───── RECORDS FOR THIS TASK

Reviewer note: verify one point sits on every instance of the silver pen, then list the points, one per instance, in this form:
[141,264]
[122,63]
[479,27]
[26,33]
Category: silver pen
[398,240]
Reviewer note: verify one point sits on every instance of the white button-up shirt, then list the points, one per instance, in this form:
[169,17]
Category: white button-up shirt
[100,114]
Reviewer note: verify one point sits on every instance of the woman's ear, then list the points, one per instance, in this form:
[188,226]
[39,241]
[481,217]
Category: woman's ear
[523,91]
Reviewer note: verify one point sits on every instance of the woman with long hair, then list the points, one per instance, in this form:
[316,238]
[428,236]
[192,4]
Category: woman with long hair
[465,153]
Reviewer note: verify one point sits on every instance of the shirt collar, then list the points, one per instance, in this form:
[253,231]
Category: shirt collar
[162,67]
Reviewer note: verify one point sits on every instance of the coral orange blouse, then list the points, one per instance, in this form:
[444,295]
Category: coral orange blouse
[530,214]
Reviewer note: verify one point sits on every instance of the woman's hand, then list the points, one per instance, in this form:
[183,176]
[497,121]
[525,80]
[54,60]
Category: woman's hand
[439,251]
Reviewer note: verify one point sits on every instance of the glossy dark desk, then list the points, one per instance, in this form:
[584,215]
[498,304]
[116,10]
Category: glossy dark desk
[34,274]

──────────

▸ TASK
Print every record exactly, so that each word matches what is written above.

▸ RESULT OF THE EXERCISE
Reviewer note: verify one point sits on every instance of the silver pen, then list the points, one per instance, in this form:
[141,264]
[122,63]
[479,27]
[26,33]
Category: silver pen
[398,240]
Reviewer note: verify one point sits on every instance of the white button-up shirt, then list the points, one per instance, in this form:
[169,17]
Category: white button-up shirt
[100,114]
Reviewer note: verify one point sits on every instance of the woman's ear, then list the points, one per instance, in this form:
[188,226]
[39,241]
[481,217]
Category: woman's ear
[523,91]
Reviewer note: verify one point sits on every instance of the woman with long hair, then list the points, one per instance, in this form:
[316,238]
[428,236]
[192,4]
Category: woman with long hair
[465,153]
Reviewer note: verify one point sits on every instance of the shirt collar, then list the points, one per instance, in this form:
[253,231]
Category: shirt collar
[162,67]
Reviewer note: verify one point sits on every instance of the coral orange blouse, then list the points, one per instance, in this form:
[444,295]
Category: coral orange blouse
[530,214]
Reviewer note: verify one point sits on every instance of the woman's hand, then list the points, one per instance, in this form:
[183,176]
[497,121]
[525,80]
[54,60]
Category: woman's hand
[439,251]
Reviewer note: verify one point sits on every instance of the glossy dark desk, then list the points, one per instance, in this form:
[584,215]
[498,304]
[116,10]
Category: glossy dark desk
[34,274]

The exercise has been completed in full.